- _WHAT IS ASKED_: Your task is to give the listing below back word for word, pictures excluded.

- _ENTRIES PROVIDED_:

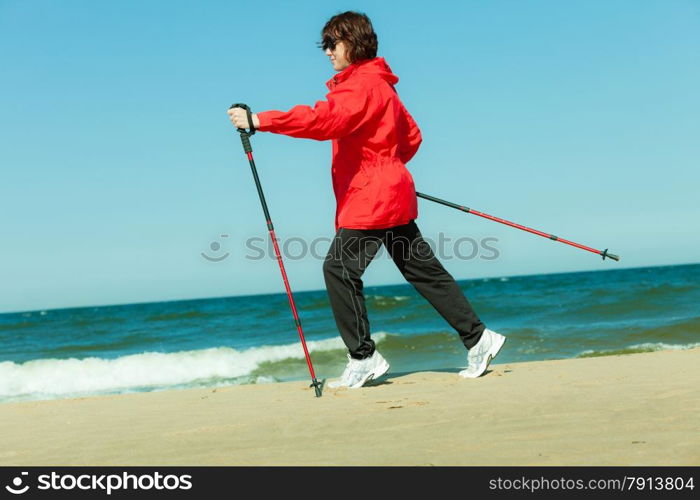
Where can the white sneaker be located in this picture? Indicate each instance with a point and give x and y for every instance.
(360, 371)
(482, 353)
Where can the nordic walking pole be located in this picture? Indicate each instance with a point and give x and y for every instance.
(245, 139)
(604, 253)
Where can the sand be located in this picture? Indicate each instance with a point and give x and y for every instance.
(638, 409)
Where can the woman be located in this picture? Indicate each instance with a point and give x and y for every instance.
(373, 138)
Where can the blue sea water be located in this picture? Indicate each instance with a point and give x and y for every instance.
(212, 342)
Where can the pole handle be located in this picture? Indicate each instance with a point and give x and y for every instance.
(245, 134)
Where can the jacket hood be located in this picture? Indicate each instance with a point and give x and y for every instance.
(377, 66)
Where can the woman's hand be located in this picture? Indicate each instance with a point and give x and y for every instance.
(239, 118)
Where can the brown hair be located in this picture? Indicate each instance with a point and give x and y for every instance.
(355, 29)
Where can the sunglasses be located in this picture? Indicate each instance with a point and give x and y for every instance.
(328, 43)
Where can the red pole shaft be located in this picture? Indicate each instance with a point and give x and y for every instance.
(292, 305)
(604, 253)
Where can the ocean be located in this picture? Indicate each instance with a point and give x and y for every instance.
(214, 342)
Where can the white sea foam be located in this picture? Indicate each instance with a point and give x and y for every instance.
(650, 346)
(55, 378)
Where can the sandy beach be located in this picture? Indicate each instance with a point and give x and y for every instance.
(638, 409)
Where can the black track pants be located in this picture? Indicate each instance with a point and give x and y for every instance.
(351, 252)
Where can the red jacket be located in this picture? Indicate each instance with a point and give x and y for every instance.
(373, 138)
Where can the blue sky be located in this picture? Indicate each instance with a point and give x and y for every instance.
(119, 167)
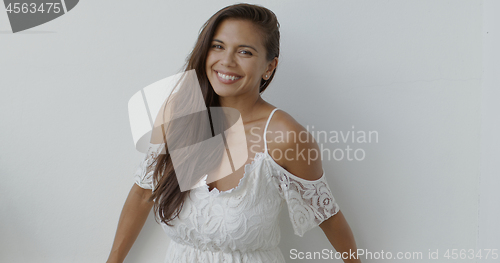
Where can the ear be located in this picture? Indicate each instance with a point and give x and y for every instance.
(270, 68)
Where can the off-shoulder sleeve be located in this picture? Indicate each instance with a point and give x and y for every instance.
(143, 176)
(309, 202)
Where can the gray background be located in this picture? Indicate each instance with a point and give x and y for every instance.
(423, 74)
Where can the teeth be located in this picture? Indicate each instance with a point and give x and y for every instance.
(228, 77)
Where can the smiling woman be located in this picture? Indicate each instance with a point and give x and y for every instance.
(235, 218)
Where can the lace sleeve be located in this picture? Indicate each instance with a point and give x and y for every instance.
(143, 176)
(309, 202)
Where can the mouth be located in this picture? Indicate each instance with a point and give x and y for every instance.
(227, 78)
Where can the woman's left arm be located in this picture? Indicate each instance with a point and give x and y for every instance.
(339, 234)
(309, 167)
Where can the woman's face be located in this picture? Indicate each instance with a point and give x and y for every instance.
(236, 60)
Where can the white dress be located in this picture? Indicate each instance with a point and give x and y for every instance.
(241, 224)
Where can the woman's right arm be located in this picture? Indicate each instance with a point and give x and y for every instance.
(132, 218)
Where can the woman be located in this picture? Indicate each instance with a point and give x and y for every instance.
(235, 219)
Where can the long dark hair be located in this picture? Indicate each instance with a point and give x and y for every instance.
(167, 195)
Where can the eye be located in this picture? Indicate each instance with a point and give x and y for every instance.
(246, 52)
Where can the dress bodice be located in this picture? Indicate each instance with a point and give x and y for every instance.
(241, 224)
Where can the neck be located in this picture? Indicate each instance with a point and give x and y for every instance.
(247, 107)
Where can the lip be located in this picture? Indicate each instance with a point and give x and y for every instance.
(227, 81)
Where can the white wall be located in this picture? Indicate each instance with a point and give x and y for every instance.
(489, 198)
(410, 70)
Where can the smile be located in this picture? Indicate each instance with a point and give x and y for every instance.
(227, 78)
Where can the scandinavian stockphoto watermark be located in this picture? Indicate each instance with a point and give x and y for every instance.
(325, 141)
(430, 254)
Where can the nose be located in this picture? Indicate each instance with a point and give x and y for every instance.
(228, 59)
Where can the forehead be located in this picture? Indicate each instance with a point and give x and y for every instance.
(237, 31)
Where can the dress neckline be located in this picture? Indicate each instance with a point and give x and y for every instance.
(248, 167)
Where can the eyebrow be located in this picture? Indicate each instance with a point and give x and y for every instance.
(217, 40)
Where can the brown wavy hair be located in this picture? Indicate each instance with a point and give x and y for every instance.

- _COMPLETE ANSWER_:
Where can the white sneaker be located in this picture? Indicate each instance with a point and give x and y for every instance.
(360, 371)
(482, 353)
Where can the nordic walking pole be located in this picture? Indicate each instance with a point and give x and y for every instance.
(245, 139)
(604, 253)
Where can the sand be located in this picture? Indicate each instance with a point and give x and y for every instance.
(638, 409)
Where can the woman be located in this picture? Indicate each instance with a point and give x and y for every instance.
(373, 138)
Where can the blue sea water be located in this picture? Indicate each instance with a point and give x and y for every instance.
(212, 342)
Where can the pole handle be located in this picture? Indicate each instance with a point and give x and y for every instance.
(245, 134)
Where can the jacket hood be located in this picture? Indicate each instance with a point and give x and y for every instance.
(377, 66)
Where can the woman's hand be located in this picture? Indicate each instance with a point and give x and y for every instance.
(239, 118)
Where can the brown hair be located in this picture? Indicate each instance with a point and give x and y for every instance.
(355, 29)
Where can the sunglasses be located in this picture? Indicate each instance with a point and give x and y for every instance.
(328, 43)
Where can the red pole shaft be located in this picture? Indicate each instance with a point and give x and y for every instance.
(292, 305)
(604, 253)
Where can the ocean be located in this picture? Indicate each instance with a point and give x and y for every instance.
(214, 342)
Where can the white sea foam be located in this picture? Indicate each instance with a point and give x and y for every instance.
(650, 346)
(55, 378)
Where can the sandy beach be located in this picture? Indicate each instance with a point and give x and y for every instance.
(638, 409)
Where can the black track pants be located in this picture? Indicate each instance with a point and give x and y for every instance.
(351, 252)
Where can the red jacket be located in this picture? Indicate each instance with a point and give x and y for every instance.
(373, 138)
Where can the blue sky be located in this picture? Indicate each instance with a point and give x and y for every instance.
(119, 167)
Where can the ear be located in this picture? Indicate each instance with a point and give x and y for every instance.
(270, 68)
Where can the off-shoulder sleeve be located in this picture? Indicate each instance with a point and give x and y for every instance.
(143, 176)
(309, 202)
Where can the gray background be located in this picture? Indicate each instance with a point and give x and y for every instance.
(423, 74)
Where can the teeth be located in this picture? Indicate each instance with a point and give x and y for every instance.
(228, 77)
Where can the smiling woman be located in this picture? Indicate each instance with a point and give x and y for every instance.
(235, 218)
Where can the lace sleeve be located in this picture? Indicate each instance with a point and give x and y for every instance.
(143, 176)
(309, 202)
Where can the mouth be located in this picture? Indicate each instance with a point and give x and y for every instance.
(227, 78)
Where can the woman's left arm be located in this picture? Indicate each instance with a point and give x and y for every instance.
(339, 234)
(309, 167)
Where can the woman's face be located in this picture? Indicate each instance with a point and give x and y for every instance.
(236, 60)
Where can the white dress be located in this picture? Indicate each instance with a point and give x and y for every instance.
(241, 224)
Where can the woman's right arm be located in this picture? Indicate each instance with a point and give x and y for every instance.
(132, 218)
Where can the woman be located in this picture? Indicate each instance with a point and give x and y for every instance.
(235, 219)
Where can the long dark hair be located in this picture? Indicate each instance with a point and give x and y for every instance.
(167, 195)
Where can the eye be located in this picture? Indicate each instance with a point and give x and y for every instance.
(246, 52)
Where can the dress bodice be located in this picture? Indicate each instance with a point and give x and y for every instance.
(241, 224)
Where can the neck be located in this picture? Indicate each instance with a point and give x and y for every instance.
(247, 107)
Where can the lip be located in this picture? Indicate each instance with a point and give x and y for every instance.
(227, 81)
Where can the white wall be located in this picture? Indicate each instance with a point and give x and y for every instance.
(489, 198)
(410, 70)
Where can the smile be located in this picture? Indicate each instance with a point and give x and y for every instance.
(227, 78)
Where can the scandinavian stockphoto watermark be located in this picture? Indicate each instance with a point and give x and y for every instance.
(325, 141)
(430, 254)
Where can the nose be located in this picture? Indicate each instance with a point and give x and y for every instance.
(228, 59)
Where can the forehead be located in this picture? Indicate each instance with a point and give x and y for every instance.
(237, 31)
Where can the dress neckline be located in this picture? Indicate each instance with a point and give x and y for every instance.
(248, 167)
Where can the eyebrow be located in this picture? Indicate each instance with a point and give x and y for every instance.
(217, 40)
Where can the brown wavy hair be located in this picture? Indicate each instance with a point and give x and y for every instance.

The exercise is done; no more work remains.